Data extract:
..............................
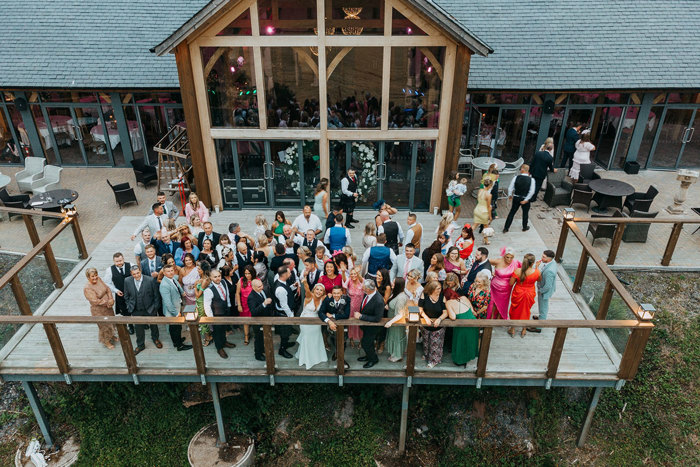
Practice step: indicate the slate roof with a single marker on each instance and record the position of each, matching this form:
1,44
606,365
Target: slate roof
595,44
538,44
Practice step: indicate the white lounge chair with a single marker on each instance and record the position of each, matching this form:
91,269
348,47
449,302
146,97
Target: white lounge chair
33,169
50,181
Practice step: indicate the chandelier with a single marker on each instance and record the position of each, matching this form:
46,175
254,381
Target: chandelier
329,32
352,13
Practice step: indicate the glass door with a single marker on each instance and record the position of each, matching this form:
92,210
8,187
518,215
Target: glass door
675,133
604,132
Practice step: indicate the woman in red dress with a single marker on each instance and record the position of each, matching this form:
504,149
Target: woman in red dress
523,297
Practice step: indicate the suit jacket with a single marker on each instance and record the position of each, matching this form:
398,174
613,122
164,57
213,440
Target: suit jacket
342,311
542,161
547,286
146,266
256,307
399,267
171,212
215,237
374,309
161,247
171,297
148,294
471,275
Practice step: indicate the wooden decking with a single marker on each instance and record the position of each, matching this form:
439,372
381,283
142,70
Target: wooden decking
588,355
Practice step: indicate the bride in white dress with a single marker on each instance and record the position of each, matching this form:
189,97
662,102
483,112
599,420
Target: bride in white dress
311,350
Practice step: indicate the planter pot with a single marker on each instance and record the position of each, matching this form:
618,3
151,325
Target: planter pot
204,452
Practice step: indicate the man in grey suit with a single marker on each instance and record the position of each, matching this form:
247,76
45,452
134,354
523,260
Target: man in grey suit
142,299
406,262
169,209
546,286
171,294
154,222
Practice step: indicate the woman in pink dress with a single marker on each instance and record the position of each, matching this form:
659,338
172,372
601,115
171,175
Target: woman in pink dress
501,287
353,284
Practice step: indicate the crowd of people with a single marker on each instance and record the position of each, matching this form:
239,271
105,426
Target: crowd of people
307,267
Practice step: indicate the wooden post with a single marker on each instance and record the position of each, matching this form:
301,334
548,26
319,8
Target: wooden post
79,240
555,354
562,241
615,244
581,271
127,349
589,416
605,301
340,349
671,246
59,352
483,352
411,350
20,296
269,349
634,349
198,349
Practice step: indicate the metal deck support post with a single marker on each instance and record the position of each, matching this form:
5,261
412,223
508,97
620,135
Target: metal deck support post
217,412
589,417
39,413
404,420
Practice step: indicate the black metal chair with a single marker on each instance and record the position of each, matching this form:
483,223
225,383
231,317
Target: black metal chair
558,189
582,195
14,201
637,233
123,193
641,201
143,172
603,230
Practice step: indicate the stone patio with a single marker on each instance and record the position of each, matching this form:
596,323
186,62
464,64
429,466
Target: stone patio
99,213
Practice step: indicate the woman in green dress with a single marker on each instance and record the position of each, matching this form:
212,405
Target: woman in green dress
465,341
200,286
396,336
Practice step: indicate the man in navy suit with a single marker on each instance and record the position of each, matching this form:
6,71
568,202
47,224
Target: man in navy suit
372,310
337,306
481,262
541,162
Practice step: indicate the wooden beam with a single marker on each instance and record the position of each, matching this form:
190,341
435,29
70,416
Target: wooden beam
484,352
671,245
198,349
453,132
615,243
269,350
555,354
632,356
127,349
411,350
183,59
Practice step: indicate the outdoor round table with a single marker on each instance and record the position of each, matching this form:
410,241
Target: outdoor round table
53,199
609,193
484,163
4,180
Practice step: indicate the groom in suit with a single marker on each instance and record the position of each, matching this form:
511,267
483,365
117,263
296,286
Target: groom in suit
372,310
142,299
481,262
337,306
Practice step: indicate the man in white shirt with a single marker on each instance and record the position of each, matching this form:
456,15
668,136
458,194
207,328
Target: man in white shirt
406,262
217,302
307,221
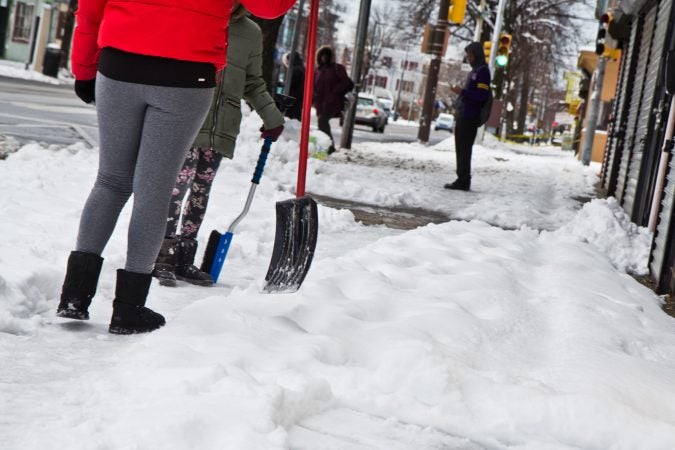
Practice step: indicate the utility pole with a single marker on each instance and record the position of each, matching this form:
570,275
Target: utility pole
400,84
479,21
594,106
357,62
432,75
593,112
294,46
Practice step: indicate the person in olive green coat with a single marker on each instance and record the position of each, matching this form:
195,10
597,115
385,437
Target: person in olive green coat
241,78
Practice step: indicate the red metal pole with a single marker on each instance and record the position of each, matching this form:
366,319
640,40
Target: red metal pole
307,101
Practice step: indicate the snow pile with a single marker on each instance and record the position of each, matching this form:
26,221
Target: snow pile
8,145
606,226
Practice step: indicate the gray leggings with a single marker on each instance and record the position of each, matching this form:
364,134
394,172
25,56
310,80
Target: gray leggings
145,132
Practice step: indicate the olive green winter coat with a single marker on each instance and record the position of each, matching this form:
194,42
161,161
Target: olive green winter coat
242,78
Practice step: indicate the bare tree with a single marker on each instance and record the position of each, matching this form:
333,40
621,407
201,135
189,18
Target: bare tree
383,33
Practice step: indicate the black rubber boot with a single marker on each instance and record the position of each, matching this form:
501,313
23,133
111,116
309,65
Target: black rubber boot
459,185
79,286
130,316
165,265
185,268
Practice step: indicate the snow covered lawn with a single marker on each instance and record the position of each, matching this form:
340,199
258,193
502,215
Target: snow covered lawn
465,335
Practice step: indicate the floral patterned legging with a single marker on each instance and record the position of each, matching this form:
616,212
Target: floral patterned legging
197,174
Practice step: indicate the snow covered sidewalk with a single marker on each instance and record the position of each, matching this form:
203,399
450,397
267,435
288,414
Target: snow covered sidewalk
461,335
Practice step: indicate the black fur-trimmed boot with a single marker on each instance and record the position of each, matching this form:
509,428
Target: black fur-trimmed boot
79,285
165,265
185,268
130,316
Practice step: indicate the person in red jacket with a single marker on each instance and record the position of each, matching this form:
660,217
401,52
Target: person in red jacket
150,67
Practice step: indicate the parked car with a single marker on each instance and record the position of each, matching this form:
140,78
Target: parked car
371,112
388,105
445,122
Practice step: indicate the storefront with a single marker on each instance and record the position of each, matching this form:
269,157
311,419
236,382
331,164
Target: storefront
633,158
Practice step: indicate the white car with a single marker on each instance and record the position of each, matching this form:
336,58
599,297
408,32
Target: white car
369,111
445,122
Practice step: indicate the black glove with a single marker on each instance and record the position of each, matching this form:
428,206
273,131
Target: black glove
274,133
85,89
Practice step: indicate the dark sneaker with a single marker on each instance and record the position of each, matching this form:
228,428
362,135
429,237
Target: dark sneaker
130,316
79,286
458,185
193,275
165,274
185,268
133,319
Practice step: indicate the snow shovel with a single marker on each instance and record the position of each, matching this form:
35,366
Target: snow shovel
219,244
297,218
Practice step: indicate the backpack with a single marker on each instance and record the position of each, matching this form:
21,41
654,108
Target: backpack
485,110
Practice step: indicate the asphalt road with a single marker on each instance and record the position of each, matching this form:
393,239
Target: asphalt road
34,111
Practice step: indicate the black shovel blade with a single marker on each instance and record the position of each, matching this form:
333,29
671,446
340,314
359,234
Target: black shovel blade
294,244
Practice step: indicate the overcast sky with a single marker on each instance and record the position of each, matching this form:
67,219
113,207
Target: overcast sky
347,32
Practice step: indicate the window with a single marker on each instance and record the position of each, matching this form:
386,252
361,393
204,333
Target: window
409,65
408,86
23,19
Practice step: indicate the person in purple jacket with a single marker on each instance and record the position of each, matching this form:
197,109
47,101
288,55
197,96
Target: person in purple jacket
475,93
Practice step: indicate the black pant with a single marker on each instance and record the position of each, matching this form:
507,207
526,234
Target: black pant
465,135
324,125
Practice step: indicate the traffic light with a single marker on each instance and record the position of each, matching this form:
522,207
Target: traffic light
605,44
457,11
487,47
602,34
504,49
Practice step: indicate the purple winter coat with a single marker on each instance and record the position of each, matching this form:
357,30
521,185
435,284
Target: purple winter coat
331,83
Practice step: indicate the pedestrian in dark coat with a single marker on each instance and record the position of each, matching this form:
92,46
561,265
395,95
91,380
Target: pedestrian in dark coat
472,97
295,67
331,84
151,67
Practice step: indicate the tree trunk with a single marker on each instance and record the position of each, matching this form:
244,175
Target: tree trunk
524,100
68,25
270,29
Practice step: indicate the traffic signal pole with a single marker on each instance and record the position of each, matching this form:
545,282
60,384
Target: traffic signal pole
499,23
432,76
357,62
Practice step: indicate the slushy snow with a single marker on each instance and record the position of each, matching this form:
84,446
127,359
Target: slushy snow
516,325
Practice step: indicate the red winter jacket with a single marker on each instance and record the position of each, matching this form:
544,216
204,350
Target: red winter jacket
192,30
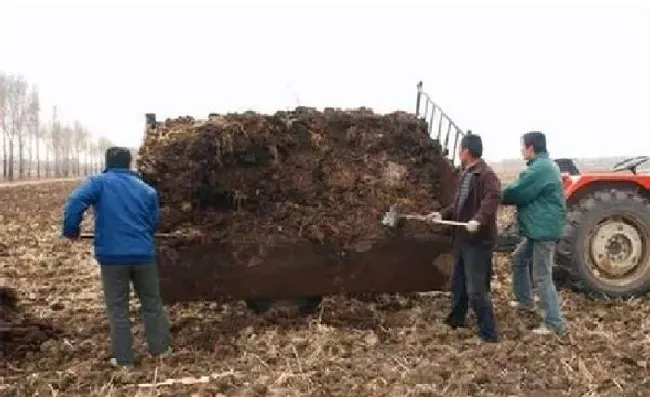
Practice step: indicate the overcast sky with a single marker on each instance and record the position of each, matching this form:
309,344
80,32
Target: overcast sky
578,71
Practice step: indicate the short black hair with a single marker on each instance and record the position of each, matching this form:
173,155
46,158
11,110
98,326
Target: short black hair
535,139
118,157
474,145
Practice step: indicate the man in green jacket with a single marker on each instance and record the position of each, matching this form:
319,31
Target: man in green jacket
541,210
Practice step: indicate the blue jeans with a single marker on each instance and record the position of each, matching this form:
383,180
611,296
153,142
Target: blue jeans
470,286
540,255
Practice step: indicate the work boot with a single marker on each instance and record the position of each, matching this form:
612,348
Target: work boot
123,367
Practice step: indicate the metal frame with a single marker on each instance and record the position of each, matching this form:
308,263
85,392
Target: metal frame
434,112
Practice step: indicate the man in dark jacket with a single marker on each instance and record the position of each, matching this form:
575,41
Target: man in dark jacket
541,210
126,217
476,202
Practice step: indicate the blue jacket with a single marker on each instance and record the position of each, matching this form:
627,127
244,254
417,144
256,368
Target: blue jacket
538,195
126,216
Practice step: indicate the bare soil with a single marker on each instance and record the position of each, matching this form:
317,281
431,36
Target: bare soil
388,346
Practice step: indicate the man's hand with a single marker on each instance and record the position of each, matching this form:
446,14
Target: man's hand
433,217
472,226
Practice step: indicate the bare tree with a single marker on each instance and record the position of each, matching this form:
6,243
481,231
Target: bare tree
17,92
67,150
45,138
3,122
79,141
55,143
103,144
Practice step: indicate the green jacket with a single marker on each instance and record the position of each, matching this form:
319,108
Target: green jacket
539,197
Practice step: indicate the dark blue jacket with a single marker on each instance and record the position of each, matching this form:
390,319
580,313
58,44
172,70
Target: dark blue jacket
126,216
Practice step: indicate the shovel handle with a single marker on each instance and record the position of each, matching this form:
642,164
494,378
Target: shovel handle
423,218
450,223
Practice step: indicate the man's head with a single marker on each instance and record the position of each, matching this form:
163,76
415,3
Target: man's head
471,149
532,143
118,157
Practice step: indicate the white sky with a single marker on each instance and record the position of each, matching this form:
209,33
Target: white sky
577,70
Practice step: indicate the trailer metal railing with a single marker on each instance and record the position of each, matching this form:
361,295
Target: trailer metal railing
434,114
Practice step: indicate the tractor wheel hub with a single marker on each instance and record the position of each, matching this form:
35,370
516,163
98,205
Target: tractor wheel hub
616,248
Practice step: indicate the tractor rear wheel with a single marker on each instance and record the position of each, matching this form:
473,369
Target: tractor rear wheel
606,244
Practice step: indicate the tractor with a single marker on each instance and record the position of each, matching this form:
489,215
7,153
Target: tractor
605,247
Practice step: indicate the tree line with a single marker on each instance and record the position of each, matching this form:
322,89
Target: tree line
35,148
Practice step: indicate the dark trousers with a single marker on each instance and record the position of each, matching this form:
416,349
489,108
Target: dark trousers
470,286
116,280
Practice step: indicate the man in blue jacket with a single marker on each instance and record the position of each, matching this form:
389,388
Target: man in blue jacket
126,217
541,210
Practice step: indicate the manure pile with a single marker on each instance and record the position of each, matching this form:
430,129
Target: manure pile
251,180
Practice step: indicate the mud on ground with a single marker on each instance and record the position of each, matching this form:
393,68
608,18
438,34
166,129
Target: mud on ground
393,346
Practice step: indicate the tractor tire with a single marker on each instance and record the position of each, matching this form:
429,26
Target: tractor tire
605,247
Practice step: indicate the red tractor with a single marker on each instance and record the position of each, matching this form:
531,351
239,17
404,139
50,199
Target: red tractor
605,248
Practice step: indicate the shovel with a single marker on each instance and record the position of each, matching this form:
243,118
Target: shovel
90,236
392,216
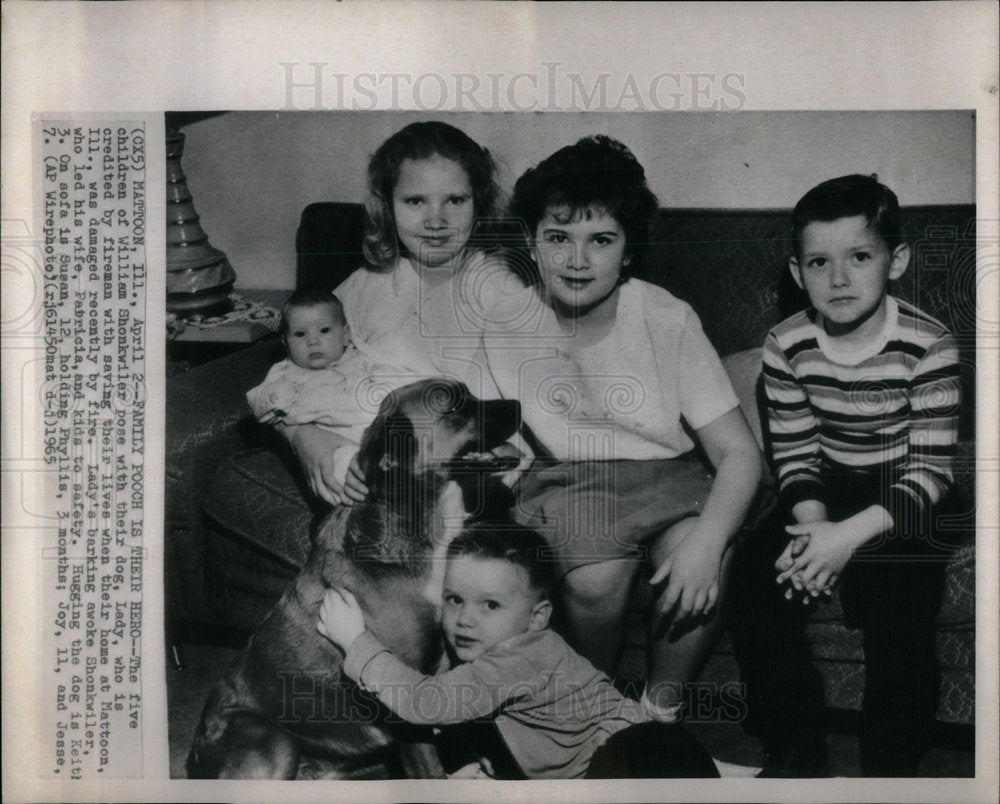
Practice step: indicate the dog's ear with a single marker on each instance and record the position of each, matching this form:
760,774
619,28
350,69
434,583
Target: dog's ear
389,446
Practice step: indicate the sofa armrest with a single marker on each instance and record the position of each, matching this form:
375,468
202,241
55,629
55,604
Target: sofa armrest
207,419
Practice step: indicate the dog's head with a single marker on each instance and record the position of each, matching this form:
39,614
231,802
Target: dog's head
429,438
435,429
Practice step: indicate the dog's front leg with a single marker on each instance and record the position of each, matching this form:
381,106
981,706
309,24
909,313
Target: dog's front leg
419,757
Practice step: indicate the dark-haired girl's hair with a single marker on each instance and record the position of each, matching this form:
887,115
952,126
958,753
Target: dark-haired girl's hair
594,174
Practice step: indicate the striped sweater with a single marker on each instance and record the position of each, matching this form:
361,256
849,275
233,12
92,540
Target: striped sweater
890,409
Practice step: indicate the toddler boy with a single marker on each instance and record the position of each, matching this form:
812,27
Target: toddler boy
862,395
556,714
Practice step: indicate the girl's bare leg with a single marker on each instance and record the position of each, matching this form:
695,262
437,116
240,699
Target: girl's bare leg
678,652
595,599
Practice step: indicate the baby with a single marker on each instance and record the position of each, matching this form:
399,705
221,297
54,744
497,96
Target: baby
556,714
324,380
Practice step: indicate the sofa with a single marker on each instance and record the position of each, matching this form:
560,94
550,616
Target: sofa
239,517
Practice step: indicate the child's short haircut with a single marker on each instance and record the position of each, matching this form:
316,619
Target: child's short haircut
508,542
310,297
421,141
596,173
847,197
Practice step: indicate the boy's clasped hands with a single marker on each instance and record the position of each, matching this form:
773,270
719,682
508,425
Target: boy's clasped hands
819,550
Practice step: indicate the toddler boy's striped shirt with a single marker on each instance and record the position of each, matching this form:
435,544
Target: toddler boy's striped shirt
890,408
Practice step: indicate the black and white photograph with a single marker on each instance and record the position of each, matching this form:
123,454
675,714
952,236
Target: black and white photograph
593,274
452,401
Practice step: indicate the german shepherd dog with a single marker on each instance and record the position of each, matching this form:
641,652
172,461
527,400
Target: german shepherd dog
284,709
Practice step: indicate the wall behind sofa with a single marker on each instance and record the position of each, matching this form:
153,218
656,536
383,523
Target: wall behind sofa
252,173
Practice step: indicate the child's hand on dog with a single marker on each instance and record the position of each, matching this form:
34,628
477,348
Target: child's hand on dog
340,618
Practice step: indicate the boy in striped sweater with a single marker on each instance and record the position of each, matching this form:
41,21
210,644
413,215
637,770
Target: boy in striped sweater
862,397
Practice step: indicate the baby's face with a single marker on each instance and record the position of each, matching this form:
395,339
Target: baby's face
316,336
486,601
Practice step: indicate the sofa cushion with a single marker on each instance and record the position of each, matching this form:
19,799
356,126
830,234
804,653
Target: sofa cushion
255,498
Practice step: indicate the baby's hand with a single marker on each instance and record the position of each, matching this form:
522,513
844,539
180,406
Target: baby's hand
340,618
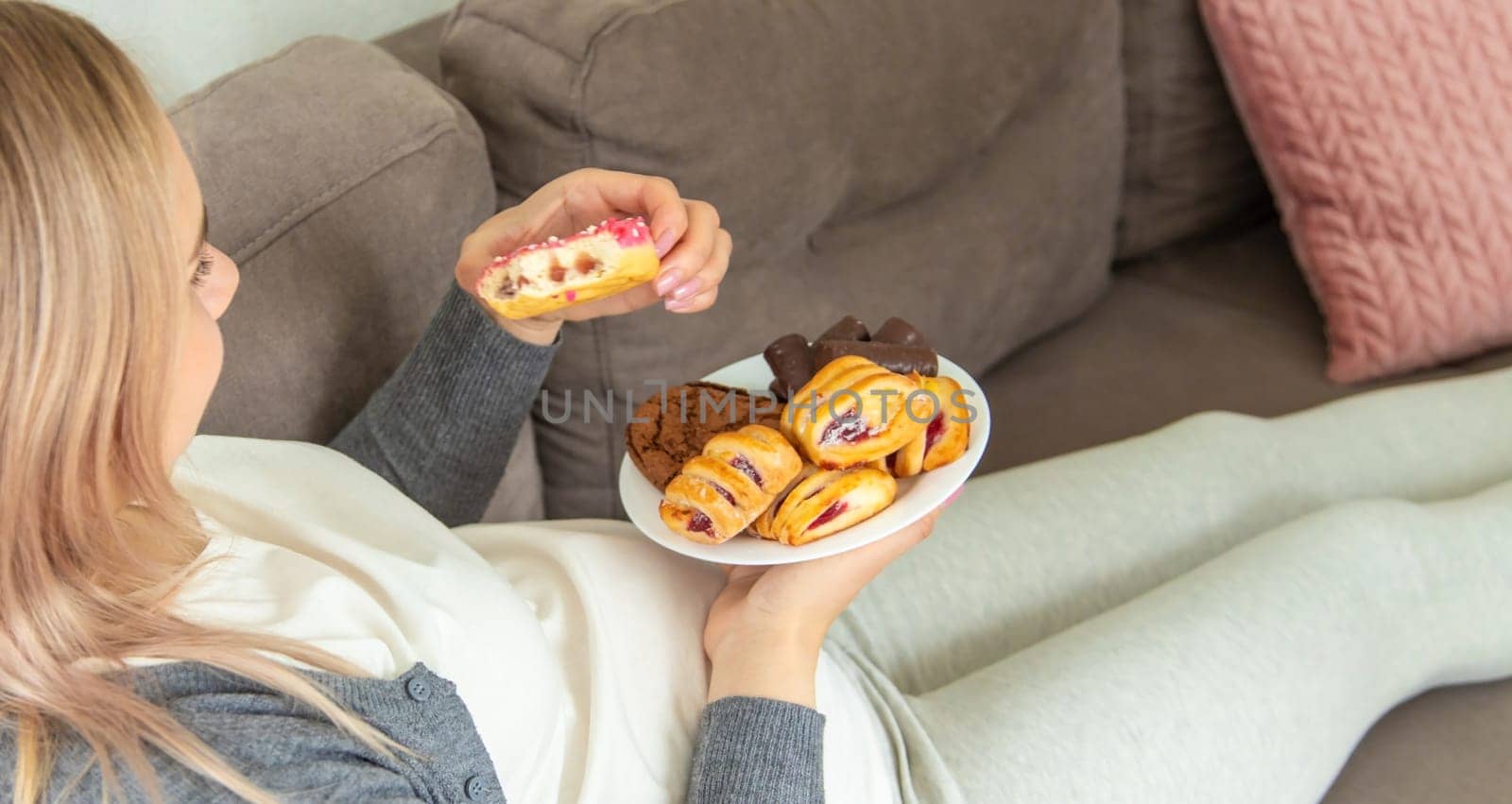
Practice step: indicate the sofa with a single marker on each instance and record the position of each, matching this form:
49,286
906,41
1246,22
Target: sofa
1058,194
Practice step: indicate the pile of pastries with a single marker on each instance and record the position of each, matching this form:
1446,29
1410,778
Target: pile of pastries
862,410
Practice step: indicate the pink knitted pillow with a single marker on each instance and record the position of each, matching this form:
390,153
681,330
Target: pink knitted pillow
1385,128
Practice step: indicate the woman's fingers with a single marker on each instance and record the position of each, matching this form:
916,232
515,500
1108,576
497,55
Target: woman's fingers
700,292
684,266
594,192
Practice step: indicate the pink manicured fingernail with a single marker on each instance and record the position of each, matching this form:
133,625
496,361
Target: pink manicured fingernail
667,282
664,242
..............................
What you are asked to do: Set down exactly the lines of the data above, beginning with the line that has "Practice step: indicate the tractor wheel" and ending with the line that has "Practice step: indicate the tractor rear", and no others.

Worked solution:
Practice step: indicate the tractor wheel hub with a single marker on each instance and record the position of each, matching this form:
35,370
516,163
98,205
Target: tractor wheel hub
616,248
Practice step: indicate the tractor rear wheel with a single marker on each instance and record the position of each, matching this form:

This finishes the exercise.